=== GIVEN PASSAGE ===

........

Credible election impossible
By Thelma Chikwanha
HARARE – The rule of law remains precarious in Zimbabwe, with a partisan Attorney-General and police commissioner being some of the biggest threats to a free election in Zimbabwe, Prime Minister Morgan Tsvangirai has told an international audience.
Speaking in Spain where he is attending a World Justice Forum, Tsvangirai said credible elections were impossible in Zimbabwe at the moment because fear, intimidation of innocent citizens and selective application of the law were still prevalent.
He said police boss Augustine Chihuri and AG Johannes Tomana, both confessed Zanu PF supporters, were conspiring to subvert justice and the rule of law.
“When the police commissioner-general and the attorney-general state publicly that they support a particular political party in an inclusive government, as in our case, the rule of law becomes perverted and people lose confidence in the institutions they lead,” said Tsvangirai.

........

=== SUPPLIED MATERIAL ===

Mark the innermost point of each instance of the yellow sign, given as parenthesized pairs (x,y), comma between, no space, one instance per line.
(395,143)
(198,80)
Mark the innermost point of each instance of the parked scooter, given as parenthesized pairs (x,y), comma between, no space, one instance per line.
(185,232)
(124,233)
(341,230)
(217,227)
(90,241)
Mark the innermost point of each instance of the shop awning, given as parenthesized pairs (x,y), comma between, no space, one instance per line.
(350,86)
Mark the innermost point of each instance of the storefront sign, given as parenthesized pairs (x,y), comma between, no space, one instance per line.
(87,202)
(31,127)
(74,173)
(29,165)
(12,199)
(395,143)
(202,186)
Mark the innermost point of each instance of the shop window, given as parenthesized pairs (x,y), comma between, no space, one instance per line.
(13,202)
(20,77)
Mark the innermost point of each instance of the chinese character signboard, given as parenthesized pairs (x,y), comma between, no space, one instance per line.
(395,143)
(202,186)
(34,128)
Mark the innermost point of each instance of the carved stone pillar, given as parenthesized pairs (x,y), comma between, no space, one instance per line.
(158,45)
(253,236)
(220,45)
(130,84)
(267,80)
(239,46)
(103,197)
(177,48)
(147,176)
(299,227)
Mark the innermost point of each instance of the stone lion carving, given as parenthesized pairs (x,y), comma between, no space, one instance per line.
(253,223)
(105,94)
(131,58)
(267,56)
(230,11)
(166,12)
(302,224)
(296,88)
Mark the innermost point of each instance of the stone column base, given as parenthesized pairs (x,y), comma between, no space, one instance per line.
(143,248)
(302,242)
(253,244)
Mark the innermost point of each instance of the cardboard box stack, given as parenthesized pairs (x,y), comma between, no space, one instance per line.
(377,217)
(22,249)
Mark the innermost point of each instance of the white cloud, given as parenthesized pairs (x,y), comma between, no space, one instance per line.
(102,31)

........

=== REQUIRED ACTIONS ===
a) In the article about Zimbabwe's election, what event was Tsvangirai attending in Spain?
b) Please copy the article about Zimbabwe's election from "Speaking in Spain" up to and including "rule of law.".

=== OUTPUTS FOR THE TASKS ===
a) A World Justice Forum.

b)
Speaking in Spain where he is attending a World Justice Forum, Tsvangirai said credible elections were impossible in Zimbabwe at the moment because fear, intimidation of innocent citizens and selective application of the law were still prevalent.
He said police boss Augustine Chihuri and AG Johannes Tomana, both confessed Zanu PF supporters, were conspiring to subvert justice and the rule of law.